#### Entradas de anotación de formas:
▼

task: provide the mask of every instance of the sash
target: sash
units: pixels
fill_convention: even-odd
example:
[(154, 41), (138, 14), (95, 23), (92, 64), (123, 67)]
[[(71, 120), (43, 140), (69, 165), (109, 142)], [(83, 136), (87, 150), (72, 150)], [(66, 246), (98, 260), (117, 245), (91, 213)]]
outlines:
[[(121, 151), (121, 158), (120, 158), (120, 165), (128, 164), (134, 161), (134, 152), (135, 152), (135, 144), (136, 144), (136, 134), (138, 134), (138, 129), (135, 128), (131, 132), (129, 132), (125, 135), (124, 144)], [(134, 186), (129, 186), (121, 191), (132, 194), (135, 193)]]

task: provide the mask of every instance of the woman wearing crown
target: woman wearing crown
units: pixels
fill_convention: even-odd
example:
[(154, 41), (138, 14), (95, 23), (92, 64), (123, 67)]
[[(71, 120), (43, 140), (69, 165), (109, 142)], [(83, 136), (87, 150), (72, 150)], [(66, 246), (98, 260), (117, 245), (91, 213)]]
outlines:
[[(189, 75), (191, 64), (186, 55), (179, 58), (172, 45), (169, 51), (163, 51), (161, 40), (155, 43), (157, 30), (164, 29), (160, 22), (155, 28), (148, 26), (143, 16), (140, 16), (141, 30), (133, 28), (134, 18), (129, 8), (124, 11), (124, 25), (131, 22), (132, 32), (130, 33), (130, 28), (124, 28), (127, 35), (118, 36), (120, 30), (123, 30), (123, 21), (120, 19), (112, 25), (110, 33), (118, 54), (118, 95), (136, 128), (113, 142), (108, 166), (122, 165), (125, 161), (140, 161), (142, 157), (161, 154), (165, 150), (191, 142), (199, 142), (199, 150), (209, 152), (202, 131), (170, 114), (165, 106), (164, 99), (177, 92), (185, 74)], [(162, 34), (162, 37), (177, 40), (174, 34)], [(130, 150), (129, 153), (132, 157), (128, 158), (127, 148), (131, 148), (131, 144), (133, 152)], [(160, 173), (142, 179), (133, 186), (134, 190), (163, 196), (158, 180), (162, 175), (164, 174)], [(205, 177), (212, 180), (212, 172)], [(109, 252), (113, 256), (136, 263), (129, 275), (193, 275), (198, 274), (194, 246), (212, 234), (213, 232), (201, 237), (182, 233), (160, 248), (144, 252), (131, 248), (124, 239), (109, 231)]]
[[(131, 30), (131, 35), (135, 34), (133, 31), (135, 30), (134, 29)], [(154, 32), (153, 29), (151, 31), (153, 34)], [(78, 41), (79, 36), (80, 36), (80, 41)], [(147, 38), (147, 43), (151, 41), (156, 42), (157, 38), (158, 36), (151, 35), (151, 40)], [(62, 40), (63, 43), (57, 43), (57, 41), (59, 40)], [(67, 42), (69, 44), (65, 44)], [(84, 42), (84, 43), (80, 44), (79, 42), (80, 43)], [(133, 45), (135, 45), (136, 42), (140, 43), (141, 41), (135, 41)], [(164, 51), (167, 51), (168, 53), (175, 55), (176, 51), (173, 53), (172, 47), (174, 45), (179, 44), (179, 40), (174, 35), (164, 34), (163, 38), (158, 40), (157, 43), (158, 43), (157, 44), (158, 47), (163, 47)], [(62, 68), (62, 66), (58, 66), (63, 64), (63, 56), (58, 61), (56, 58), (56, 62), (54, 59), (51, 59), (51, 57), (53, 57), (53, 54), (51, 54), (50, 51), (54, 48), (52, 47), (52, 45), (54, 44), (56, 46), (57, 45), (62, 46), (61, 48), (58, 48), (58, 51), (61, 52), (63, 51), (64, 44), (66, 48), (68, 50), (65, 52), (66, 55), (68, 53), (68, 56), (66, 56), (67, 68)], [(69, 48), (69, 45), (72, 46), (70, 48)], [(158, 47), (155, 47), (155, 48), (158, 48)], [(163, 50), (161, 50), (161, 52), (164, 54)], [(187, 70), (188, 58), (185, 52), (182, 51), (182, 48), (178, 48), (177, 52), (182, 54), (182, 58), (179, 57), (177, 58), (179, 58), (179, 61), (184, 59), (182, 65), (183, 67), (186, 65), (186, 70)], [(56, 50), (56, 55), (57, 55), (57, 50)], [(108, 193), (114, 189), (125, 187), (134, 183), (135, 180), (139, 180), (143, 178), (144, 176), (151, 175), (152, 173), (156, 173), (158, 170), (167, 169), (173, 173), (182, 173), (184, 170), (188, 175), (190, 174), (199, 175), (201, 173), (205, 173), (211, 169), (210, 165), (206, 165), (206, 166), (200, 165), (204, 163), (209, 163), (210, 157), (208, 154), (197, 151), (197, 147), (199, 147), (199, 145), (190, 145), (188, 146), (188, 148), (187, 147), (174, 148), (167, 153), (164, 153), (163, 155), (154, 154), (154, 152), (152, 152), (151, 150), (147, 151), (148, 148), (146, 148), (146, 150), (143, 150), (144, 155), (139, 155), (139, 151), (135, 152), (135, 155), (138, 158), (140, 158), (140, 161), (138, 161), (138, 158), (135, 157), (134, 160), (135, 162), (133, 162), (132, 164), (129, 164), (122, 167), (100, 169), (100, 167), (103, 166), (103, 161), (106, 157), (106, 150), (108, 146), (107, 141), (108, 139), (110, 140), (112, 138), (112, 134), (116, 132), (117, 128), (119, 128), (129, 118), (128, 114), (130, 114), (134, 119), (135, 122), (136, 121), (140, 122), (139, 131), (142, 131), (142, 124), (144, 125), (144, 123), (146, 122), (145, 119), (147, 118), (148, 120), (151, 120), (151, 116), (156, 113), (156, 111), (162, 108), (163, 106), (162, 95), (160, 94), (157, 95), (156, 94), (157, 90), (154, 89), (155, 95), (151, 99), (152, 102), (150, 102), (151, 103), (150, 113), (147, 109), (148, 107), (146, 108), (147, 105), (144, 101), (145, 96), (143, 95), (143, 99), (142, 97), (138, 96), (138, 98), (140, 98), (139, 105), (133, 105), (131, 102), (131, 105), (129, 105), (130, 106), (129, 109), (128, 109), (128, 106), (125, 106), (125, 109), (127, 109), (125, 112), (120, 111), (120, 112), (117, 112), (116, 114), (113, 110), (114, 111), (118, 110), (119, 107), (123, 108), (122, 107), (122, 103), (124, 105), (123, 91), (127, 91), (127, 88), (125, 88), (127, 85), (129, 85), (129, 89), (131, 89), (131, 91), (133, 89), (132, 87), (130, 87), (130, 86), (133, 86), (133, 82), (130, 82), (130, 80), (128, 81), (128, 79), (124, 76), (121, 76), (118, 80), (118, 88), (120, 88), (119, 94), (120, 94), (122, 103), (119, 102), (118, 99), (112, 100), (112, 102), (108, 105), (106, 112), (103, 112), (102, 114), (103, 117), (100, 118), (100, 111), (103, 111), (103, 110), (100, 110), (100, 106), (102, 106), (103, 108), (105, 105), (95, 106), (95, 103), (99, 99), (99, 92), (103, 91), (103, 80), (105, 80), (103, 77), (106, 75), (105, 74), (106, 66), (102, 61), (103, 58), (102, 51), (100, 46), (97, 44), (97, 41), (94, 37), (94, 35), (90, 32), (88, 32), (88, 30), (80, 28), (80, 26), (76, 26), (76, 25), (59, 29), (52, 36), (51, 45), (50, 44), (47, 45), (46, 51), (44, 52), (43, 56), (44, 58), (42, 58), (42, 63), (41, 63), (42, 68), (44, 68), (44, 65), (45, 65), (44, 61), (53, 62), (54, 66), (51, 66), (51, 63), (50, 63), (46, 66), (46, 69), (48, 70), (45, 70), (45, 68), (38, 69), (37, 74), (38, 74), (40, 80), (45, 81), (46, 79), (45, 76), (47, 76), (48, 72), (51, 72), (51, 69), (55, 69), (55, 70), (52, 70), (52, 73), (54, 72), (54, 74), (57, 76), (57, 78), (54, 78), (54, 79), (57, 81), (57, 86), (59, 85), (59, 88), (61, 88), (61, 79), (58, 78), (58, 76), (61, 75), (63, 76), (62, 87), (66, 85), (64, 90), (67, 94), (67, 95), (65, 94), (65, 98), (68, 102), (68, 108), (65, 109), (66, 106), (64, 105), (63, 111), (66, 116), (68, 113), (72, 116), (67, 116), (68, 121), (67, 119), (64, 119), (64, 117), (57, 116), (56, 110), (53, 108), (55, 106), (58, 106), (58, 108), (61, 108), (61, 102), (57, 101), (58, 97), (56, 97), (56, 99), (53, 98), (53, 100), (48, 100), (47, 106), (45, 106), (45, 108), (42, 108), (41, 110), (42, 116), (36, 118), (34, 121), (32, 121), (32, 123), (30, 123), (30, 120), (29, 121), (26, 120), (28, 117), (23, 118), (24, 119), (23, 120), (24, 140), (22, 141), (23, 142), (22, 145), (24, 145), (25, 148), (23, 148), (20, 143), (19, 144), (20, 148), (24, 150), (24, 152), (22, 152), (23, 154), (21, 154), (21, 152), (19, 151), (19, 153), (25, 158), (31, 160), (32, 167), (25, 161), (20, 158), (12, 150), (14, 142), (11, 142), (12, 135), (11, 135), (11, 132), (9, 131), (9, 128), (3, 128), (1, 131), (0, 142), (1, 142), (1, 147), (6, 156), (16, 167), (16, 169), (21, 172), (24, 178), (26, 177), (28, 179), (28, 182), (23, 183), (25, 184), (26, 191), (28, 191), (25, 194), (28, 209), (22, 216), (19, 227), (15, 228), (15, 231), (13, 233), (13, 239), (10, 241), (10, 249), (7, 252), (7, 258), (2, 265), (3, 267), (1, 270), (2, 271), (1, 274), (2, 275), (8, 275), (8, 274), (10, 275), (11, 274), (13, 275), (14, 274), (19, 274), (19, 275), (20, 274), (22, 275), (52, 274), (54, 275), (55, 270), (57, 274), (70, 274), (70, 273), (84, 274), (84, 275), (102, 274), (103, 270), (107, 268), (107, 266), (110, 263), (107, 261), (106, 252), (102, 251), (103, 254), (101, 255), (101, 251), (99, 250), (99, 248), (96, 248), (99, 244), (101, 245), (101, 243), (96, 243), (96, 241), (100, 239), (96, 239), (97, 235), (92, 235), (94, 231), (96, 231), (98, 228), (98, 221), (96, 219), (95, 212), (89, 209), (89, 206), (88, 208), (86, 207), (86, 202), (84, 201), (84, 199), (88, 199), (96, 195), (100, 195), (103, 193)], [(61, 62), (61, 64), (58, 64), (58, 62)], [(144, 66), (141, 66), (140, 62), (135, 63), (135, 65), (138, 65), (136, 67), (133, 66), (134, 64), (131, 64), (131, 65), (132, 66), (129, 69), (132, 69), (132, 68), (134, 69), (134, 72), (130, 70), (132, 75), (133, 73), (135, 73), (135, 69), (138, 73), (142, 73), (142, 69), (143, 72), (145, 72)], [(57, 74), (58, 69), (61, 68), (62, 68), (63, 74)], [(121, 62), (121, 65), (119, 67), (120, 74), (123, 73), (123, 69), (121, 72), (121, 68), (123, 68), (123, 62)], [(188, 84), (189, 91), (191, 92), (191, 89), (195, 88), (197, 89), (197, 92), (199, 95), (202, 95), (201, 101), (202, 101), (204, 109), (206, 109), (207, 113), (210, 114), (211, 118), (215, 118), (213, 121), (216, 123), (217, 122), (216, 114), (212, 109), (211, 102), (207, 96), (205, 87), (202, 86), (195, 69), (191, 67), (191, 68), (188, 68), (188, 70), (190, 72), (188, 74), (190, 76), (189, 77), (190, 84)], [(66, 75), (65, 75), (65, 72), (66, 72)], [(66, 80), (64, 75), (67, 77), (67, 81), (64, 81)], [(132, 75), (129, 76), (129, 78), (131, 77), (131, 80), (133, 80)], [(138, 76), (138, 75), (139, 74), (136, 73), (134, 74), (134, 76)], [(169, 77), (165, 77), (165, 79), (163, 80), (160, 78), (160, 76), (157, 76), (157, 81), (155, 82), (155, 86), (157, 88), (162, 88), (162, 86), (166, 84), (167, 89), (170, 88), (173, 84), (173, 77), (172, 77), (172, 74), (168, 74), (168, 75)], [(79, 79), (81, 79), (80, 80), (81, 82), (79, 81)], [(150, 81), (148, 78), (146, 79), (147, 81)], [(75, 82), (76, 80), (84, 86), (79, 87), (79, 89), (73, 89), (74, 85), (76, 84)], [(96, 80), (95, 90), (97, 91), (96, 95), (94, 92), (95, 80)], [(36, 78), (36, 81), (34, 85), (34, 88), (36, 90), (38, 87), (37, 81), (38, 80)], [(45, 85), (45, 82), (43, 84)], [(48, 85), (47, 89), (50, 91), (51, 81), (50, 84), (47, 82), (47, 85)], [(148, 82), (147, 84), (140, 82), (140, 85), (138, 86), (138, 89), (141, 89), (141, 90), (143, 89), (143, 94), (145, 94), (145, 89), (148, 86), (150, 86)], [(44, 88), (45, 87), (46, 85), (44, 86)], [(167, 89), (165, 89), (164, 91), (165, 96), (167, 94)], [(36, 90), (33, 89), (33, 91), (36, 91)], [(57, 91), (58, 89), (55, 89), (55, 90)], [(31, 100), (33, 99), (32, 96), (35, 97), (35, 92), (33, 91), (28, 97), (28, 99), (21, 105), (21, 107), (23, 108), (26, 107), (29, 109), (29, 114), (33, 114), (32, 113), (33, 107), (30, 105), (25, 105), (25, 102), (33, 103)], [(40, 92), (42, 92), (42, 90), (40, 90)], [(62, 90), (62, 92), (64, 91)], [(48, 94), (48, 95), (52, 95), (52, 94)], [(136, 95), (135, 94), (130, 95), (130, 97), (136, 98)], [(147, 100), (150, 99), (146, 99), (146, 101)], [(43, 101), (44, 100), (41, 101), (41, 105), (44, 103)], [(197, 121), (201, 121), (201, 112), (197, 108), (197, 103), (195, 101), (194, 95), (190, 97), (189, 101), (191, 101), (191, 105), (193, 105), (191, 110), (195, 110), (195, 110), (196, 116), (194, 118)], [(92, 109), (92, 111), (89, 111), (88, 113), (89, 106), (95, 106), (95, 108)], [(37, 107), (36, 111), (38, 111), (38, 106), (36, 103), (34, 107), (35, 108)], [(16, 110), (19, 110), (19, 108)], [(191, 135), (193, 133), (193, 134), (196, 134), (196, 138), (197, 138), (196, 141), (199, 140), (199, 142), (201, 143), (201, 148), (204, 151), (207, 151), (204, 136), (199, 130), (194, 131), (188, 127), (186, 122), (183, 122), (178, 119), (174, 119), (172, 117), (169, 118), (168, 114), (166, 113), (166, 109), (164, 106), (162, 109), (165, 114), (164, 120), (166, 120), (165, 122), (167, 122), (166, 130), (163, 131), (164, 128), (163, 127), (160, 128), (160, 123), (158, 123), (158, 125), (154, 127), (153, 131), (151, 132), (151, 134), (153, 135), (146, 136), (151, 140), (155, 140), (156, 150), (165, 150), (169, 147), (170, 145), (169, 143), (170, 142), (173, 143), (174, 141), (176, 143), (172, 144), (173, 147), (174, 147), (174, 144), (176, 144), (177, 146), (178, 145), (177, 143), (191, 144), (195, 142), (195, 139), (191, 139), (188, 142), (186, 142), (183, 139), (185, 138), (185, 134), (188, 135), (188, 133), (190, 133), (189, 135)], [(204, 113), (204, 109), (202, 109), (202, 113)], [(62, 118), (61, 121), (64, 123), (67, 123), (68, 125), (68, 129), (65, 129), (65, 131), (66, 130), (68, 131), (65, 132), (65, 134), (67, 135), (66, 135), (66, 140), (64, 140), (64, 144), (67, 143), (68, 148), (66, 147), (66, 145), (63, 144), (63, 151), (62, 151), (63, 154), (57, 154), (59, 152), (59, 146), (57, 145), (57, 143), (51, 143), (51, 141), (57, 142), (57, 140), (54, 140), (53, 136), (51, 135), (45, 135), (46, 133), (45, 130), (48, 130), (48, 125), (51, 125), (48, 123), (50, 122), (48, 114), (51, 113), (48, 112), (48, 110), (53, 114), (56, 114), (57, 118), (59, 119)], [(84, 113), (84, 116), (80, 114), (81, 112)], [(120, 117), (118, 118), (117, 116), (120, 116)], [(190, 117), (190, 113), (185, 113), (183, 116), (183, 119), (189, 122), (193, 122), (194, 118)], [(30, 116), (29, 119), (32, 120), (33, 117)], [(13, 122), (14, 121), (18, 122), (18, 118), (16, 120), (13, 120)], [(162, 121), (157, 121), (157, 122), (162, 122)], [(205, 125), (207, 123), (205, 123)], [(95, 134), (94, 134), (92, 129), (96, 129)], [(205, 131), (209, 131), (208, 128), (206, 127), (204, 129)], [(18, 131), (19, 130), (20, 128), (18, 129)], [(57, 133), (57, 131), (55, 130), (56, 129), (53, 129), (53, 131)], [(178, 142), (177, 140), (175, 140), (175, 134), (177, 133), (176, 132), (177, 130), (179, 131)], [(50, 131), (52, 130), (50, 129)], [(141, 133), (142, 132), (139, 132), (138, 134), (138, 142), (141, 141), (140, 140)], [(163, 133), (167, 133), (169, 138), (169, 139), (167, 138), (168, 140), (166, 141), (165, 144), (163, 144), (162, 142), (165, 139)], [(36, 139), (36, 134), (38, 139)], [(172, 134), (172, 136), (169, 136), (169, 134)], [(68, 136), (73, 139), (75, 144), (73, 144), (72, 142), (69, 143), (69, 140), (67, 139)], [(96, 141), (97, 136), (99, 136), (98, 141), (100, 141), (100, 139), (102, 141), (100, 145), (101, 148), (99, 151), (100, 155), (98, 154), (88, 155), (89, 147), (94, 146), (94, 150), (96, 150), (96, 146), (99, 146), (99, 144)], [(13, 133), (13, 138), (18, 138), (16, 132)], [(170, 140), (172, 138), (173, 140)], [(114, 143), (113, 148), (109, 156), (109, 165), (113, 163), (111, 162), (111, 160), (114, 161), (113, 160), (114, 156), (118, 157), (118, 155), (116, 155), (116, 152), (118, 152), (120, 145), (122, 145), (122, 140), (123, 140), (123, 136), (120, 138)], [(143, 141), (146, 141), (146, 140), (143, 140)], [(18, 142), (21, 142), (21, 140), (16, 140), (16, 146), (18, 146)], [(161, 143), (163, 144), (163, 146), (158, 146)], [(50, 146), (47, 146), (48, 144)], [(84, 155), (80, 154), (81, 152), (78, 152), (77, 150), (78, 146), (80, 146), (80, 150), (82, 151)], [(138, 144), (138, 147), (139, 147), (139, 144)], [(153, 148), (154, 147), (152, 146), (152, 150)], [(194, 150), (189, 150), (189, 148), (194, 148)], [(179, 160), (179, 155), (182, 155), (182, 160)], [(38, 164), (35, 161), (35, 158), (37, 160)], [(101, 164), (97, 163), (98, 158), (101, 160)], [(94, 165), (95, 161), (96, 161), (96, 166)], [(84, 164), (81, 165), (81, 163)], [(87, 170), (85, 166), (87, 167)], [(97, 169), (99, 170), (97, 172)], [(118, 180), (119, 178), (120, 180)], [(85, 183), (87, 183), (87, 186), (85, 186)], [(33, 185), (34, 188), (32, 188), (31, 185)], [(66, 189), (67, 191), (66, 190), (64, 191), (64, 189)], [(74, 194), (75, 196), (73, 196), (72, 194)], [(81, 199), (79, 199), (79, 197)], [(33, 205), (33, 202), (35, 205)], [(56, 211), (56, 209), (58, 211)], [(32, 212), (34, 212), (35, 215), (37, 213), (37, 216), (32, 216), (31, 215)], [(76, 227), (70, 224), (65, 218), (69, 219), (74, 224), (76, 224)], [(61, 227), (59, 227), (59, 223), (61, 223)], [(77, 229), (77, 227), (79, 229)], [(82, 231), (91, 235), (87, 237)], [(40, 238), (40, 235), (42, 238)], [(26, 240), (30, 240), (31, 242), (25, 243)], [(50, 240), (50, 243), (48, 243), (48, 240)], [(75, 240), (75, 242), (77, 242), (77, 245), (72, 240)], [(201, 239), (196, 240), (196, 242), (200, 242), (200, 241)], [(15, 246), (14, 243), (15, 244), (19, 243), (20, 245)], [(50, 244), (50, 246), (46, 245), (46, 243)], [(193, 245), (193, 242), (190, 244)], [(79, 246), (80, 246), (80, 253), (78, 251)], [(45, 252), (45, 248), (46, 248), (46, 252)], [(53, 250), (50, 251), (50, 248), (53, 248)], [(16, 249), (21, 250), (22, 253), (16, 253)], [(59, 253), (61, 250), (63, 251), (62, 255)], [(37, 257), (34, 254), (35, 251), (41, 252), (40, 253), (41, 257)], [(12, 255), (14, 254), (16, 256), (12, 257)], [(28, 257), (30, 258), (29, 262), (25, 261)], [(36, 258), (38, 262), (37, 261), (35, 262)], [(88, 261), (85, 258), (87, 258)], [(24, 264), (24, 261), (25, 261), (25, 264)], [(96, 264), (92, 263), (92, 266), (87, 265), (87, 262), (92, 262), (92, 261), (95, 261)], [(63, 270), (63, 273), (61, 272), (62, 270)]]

▲

#### Ejercicio breve:
Cuenta las líneas de las entradas que contienen la palabra "crown" y responde solo con el número.

#### Resultado:
2